- Work instructions: Transcribe the following passage on data analytics in business word for word, keeping its original spelling, punctuation, and paragraph breaks.

===== Page extract =====

Data has grown to become a powerful commercial tool; with the continuing expansion in the volume and variety of data generated, as well as the development of associated software, data analytics has increasingly become available to businesses of all sizes. Increasingly therefore, all businesses can cost-effectively use data analytics to act as an aid to, rather than a replacement for, human decision making.

Whilst accepting potential pitfalls in data analytics, for example human bias, or the presence of multiple interpretations, used correctly, data analytics has the potential to support strategy development, underpin and inform day-to-day operational decisions, reduce inefficiencies, and overall, gain a competitive advantage.

Data analytics can be applied both internally and externally, and used by a wide range of business functions, for example:

  • Executive leadership can analyse industry, market, and customer trends to prioritise new markets, refine existing products and services, or identify new ones.
  • Marketing and sales departments can monitor the performance of historic campaigns to optimise new ones and maximise sales pipeline conversion.
  • Finance teams can analyse historic trends and company performance and use this to inform financial forecasting and broader business planning decisions, refine pricing, and look to reduce inefficiencies.

Increasingly, ‘off the shelf’ data analytics and visualisation tools such as Power BI, Tableau, Qlik and SAP Analytics empower even the smallest businesses to take advantage of data at minimal cost.

Those SME businesses implementing data analytics technology and techniques for the first time need to prioritise, by identifying the areas where data can clearly create meaningful and demonstrable change, and then over time work to create a data driven decision-making culture where everyone is empowered to make better, more informed decisions that reflect the holistic needs of the business. This helps to avoid overwhelming the organisation immediately and allows management to ‘test and learn’ which data analytics approaches are best suited to the business, iterating as they go.

===== Provided information =====

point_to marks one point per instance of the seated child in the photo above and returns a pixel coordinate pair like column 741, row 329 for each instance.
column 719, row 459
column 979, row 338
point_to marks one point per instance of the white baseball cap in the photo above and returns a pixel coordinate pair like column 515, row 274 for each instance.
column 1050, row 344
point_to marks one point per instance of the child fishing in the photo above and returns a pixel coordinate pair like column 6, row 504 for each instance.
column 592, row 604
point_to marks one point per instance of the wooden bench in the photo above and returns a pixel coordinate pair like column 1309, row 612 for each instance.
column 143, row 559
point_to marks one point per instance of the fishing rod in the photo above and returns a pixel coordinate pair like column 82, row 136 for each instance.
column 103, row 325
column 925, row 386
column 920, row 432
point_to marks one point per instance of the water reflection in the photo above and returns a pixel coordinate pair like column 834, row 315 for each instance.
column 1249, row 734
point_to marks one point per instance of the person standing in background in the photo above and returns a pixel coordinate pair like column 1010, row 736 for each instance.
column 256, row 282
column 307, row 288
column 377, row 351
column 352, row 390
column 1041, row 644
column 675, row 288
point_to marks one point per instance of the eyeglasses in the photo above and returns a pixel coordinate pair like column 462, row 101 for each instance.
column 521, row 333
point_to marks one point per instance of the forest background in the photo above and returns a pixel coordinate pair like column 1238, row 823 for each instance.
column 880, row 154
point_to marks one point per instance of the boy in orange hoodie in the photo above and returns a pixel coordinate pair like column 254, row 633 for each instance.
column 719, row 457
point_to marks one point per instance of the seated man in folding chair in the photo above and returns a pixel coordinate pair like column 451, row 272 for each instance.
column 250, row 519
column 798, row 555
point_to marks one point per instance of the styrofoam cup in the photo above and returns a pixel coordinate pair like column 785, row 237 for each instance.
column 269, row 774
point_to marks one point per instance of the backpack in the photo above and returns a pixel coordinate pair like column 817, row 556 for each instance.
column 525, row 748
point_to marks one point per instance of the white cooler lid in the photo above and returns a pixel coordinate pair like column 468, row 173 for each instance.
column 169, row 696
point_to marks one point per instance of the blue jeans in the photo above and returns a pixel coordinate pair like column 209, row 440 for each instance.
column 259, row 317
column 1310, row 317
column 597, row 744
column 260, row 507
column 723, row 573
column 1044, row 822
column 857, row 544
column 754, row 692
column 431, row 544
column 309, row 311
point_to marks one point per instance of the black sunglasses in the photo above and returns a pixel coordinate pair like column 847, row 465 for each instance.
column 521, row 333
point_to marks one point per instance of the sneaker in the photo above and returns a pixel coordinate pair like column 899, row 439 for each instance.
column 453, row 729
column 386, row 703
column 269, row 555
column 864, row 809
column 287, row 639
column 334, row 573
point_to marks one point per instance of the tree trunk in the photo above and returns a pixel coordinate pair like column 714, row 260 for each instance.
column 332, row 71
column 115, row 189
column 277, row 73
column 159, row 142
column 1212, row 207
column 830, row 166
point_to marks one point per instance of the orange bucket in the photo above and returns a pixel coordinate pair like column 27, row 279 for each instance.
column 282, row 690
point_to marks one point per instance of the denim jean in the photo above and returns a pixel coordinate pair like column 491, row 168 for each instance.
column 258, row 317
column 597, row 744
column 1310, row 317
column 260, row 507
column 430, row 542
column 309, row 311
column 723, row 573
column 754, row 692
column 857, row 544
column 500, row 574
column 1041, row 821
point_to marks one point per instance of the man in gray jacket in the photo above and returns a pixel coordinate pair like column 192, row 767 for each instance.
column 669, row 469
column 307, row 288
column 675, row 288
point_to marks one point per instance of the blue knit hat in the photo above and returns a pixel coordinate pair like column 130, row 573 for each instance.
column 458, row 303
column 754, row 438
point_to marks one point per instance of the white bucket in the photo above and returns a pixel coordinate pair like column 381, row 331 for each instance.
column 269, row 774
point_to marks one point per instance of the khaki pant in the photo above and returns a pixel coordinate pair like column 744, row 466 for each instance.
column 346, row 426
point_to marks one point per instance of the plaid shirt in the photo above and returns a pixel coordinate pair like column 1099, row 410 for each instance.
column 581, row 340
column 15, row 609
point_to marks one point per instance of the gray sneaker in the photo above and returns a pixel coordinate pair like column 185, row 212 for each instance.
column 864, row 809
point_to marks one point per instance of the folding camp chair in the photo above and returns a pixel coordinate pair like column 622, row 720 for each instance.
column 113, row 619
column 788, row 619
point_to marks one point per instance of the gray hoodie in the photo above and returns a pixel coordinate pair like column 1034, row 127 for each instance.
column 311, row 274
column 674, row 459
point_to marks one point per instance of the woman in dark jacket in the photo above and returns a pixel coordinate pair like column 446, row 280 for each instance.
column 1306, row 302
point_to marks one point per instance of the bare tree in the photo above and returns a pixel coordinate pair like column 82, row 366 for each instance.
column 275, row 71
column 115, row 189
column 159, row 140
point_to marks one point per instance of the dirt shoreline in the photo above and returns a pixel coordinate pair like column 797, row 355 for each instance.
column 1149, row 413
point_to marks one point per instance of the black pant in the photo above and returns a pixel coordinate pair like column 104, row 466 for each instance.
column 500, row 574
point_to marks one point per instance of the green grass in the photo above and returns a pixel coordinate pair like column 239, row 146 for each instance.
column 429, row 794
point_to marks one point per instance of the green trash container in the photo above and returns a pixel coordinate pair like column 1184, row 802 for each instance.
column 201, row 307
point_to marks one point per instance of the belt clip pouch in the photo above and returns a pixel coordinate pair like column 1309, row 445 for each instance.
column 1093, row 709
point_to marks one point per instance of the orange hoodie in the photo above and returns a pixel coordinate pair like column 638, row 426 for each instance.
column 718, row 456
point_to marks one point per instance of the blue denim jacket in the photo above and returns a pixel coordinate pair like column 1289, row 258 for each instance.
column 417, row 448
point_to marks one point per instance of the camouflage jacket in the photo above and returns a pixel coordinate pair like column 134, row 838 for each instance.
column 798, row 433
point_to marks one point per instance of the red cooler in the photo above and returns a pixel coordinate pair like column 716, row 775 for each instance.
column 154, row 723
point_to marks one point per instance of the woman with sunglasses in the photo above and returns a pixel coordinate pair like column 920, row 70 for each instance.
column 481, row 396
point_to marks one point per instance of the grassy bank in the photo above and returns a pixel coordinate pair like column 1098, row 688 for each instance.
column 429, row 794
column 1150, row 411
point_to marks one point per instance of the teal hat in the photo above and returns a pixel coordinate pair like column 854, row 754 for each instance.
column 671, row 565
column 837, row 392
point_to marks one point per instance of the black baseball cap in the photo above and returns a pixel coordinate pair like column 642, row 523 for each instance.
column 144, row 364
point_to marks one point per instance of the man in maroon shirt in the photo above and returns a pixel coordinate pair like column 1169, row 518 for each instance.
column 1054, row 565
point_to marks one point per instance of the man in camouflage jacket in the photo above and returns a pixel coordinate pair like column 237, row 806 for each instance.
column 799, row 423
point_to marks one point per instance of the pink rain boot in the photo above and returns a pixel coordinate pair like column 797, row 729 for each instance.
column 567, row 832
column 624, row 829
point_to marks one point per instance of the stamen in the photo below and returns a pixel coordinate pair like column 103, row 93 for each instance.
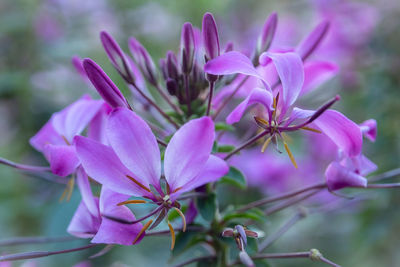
column 171, row 229
column 310, row 129
column 147, row 225
column 134, row 201
column 266, row 143
column 290, row 154
column 138, row 183
column 183, row 218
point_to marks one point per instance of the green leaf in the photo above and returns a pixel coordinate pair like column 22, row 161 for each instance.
column 221, row 126
column 207, row 207
column 234, row 177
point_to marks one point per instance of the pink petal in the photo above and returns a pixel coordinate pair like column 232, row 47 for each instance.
column 338, row 177
column 316, row 73
column 188, row 151
column 257, row 96
column 135, row 145
column 291, row 73
column 232, row 63
column 103, row 165
column 342, row 131
column 62, row 158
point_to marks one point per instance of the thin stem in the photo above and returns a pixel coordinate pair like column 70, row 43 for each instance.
column 289, row 203
column 247, row 143
column 385, row 175
column 282, row 230
column 226, row 101
column 24, row 167
column 210, row 95
column 40, row 254
column 35, row 240
column 168, row 100
column 280, row 197
column 151, row 102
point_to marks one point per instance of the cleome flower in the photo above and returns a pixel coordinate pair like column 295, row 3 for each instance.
column 131, row 165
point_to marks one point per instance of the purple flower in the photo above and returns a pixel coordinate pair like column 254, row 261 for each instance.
column 131, row 165
column 88, row 222
column 56, row 137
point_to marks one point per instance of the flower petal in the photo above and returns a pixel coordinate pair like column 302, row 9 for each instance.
column 103, row 165
column 342, row 131
column 231, row 63
column 291, row 73
column 188, row 151
column 135, row 144
column 338, row 177
column 62, row 158
column 257, row 96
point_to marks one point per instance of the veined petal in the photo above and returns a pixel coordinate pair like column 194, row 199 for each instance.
column 342, row 131
column 62, row 158
column 291, row 73
column 214, row 169
column 231, row 63
column 73, row 120
column 135, row 144
column 257, row 96
column 188, row 151
column 103, row 165
column 338, row 177
column 316, row 73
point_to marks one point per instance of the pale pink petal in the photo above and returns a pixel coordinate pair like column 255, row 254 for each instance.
column 188, row 151
column 257, row 96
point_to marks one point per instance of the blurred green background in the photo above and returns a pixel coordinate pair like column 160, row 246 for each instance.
column 37, row 41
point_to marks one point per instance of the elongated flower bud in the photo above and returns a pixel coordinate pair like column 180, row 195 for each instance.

=====

- Response to this exercise:
Data has grown to become a powerful commercial tool; with the continuing expansion in the volume and variety of data generated, as well as the development of associated software, data analytics has increasingly become available to businesses of all sizes. Increasingly therefore, all businesses can cost-effectively use data analytics to act as an aid to, rather than a replacement for, human decision making.

Whilst accepting potential pitfalls in data analytics, for example human bias, or the presence of multiple interpretations, used correctly, data analytics has the potential to support strategy development, underpin and inform day-to-day operational decisions, reduce inefficiencies, and overall, gain a competitive advantage.

Data analytics can be applied both internally and externally, and used by a wide range of business functions, for example:

  • Executive leadership can analyse industry, market, and customer trends to prioritise new markets, refine existing products and services, or identify new ones.
  • Marketing and sales departments can monitor the performance of historic campaigns to optimise new ones and maximise sales pipeline conversion.
  • Finance teams can analyse historic trends and company performance and use this to inform financial forecasting and broader business planning decisions, refine pricing, and look to reduce inefficiencies.

Increasingly, ‘off the shelf’ data analytics and visualisation tools such as Power BI, Tableau, Qlik and SAP Analytics empower even the smallest businesses to take advantage of data at minimal cost.

Those SME businesses implementing data analytics technology and techniques for the first time need to prioritise, by identifying the areas where data can clearly create meaningful and demonstrable change, and then over time work to create a data driven decision-making culture where everyone is empowered to make better, more informed decisions that reflect the holistic needs of the business. This helps to avoid overwhelming the organisation immediately and allows management to ‘test and learn’ which data analytics approaches are best suited to the business, iterating as they go.